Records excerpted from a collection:
┄┄┄┄┄┄┄┄┄┄┄┄┄┄┄┄┄┄┄┄

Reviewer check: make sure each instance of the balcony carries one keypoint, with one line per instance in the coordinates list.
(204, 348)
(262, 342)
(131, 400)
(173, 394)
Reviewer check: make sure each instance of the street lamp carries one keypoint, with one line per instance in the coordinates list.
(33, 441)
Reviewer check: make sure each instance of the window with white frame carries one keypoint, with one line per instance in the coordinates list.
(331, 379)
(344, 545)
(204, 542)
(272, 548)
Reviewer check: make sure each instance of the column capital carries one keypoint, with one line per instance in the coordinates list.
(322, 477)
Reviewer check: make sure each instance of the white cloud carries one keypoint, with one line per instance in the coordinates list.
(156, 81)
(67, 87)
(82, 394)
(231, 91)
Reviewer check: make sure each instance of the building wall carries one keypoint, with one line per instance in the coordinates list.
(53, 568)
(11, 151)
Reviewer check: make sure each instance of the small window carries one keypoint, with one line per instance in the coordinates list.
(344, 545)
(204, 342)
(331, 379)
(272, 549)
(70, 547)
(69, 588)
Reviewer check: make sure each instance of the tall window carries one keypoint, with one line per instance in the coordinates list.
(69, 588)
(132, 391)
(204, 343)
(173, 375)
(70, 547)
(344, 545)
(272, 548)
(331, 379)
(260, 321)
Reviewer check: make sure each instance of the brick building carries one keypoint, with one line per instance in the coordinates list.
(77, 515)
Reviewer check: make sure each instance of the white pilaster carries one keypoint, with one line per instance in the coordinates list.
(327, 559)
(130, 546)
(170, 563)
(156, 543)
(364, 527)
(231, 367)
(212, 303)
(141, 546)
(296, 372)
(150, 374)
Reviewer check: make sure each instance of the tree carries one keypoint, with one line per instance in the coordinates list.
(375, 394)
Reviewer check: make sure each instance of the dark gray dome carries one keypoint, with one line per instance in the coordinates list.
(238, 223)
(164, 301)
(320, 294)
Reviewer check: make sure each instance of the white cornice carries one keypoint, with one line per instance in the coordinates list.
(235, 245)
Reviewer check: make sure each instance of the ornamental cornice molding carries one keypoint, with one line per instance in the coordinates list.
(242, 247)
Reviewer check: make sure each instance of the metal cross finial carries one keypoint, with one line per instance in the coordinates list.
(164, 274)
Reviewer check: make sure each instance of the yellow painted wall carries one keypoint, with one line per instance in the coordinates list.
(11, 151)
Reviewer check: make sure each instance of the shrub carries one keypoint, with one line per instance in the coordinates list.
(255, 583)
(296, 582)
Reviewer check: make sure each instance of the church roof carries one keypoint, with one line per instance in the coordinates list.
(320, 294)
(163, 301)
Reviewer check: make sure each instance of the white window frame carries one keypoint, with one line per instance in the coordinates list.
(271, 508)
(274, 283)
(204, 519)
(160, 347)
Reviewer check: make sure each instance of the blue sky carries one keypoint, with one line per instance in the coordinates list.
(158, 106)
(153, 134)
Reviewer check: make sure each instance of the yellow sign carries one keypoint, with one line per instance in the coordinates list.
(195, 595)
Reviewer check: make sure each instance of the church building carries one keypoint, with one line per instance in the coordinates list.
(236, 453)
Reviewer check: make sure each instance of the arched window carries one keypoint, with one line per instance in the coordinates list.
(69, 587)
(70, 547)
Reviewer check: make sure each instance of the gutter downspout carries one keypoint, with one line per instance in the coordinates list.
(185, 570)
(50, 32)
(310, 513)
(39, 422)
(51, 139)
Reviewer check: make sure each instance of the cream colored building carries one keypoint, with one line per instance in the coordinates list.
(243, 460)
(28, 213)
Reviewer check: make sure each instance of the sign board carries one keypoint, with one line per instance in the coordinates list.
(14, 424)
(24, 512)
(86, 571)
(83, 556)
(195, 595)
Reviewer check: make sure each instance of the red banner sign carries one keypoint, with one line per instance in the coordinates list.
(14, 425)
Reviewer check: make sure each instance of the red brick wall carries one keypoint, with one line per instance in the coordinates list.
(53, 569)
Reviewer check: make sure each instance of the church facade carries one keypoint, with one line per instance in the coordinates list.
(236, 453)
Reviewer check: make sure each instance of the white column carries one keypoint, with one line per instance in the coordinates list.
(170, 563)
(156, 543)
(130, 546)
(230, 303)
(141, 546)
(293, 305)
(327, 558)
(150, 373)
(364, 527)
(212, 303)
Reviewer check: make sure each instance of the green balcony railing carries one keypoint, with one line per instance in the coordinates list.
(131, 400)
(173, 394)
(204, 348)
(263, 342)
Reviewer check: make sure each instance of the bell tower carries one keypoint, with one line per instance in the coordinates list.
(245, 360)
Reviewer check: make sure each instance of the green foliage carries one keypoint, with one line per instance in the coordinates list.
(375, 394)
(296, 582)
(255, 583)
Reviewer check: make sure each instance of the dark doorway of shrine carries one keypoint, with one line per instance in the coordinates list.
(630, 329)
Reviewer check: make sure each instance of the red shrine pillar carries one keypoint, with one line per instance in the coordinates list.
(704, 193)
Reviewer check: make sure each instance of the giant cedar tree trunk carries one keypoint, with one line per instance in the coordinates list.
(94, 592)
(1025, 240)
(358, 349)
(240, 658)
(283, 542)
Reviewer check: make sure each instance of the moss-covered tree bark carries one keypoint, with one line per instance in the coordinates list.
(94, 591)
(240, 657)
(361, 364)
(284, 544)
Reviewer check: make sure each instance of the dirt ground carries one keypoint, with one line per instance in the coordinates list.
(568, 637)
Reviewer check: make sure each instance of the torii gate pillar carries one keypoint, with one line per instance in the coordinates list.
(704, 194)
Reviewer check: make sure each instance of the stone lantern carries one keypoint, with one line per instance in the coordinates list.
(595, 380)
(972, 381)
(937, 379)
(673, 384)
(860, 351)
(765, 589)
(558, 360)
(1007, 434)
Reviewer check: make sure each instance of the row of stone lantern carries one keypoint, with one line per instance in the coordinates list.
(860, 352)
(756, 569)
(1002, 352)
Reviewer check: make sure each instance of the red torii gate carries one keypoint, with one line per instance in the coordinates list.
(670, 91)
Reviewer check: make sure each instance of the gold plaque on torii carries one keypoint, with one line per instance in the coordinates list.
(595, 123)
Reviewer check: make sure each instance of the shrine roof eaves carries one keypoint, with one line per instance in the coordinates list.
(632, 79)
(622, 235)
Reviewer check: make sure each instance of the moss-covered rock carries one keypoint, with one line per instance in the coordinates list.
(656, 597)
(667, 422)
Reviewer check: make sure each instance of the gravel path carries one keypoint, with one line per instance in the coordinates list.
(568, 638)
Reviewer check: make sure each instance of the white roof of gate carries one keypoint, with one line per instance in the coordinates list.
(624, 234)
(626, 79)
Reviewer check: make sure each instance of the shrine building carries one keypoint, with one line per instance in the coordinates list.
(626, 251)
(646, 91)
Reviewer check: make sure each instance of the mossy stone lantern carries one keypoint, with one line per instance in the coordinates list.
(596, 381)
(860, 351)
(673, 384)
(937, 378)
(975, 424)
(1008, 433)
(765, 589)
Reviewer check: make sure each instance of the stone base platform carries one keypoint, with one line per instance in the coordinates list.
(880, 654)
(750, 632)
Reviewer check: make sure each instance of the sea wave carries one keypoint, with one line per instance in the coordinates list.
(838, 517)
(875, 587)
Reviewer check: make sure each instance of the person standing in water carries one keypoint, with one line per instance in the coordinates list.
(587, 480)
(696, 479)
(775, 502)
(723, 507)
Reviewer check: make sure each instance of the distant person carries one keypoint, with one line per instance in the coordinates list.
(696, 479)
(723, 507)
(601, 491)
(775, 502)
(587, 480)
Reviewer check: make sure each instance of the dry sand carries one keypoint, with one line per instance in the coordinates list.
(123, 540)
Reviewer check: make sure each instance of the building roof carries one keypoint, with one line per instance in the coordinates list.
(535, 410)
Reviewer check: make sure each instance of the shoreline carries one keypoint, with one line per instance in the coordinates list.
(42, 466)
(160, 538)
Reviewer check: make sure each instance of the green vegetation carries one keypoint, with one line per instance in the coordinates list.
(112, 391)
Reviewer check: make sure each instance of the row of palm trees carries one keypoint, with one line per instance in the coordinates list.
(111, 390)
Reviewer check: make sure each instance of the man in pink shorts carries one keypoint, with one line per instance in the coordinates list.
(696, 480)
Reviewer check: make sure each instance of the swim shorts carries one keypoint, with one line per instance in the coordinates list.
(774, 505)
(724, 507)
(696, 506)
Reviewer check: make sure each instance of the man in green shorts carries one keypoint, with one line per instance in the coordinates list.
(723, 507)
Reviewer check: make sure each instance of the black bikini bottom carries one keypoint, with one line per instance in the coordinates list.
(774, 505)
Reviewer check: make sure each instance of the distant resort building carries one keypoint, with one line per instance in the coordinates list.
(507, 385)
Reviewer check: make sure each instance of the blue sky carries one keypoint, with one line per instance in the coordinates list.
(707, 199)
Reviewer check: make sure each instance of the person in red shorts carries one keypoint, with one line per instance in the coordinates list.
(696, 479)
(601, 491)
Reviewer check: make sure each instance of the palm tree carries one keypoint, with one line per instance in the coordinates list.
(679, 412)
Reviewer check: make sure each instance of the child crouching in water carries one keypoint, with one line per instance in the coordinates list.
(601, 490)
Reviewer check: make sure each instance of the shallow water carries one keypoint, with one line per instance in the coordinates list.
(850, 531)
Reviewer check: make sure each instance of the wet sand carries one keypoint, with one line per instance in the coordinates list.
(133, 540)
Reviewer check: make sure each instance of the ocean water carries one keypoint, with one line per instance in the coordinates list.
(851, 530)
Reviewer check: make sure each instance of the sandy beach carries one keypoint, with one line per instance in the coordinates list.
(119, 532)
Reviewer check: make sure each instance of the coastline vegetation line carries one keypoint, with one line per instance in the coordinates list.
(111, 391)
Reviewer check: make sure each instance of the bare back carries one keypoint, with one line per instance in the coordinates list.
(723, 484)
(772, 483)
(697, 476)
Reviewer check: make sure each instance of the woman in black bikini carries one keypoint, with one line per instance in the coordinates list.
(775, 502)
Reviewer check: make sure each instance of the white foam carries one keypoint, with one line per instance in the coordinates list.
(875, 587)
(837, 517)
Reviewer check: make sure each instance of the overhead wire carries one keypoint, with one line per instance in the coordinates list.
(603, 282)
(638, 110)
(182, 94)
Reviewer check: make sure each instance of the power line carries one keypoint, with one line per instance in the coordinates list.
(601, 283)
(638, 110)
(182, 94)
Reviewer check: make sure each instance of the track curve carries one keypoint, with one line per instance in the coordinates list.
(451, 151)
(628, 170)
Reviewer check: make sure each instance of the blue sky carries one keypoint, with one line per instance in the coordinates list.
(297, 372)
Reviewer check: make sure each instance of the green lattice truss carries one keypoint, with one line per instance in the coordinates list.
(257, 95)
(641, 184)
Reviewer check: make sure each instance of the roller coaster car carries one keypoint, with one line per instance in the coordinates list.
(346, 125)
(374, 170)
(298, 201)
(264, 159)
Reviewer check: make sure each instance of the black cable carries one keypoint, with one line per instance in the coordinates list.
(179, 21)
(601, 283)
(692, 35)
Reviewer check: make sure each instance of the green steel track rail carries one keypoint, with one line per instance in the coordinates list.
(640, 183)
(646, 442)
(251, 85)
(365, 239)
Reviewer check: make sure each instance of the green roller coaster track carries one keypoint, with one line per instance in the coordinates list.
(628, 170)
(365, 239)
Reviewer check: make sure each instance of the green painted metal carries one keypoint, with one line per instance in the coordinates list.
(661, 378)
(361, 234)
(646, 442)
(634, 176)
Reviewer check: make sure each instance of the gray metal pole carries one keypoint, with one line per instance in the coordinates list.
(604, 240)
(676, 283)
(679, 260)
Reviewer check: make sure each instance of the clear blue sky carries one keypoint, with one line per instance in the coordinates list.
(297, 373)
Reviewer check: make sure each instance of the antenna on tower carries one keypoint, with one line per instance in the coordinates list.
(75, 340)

┄┄┄┄┄┄┄┄┄┄┄┄┄┄┄┄┄┄┄┄

### TASK DIRECTIONS
Return, exactly as written, only those lines that run from the one with "Reviewer check: make sure each instance of the antenna" to the last line of the data, both of those lines included.

### ANSWER TO THE EXERCISE
Reviewer check: make sure each instance of the antenna on tower carries one keypoint, with one line per instance in the coordinates list.
(75, 340)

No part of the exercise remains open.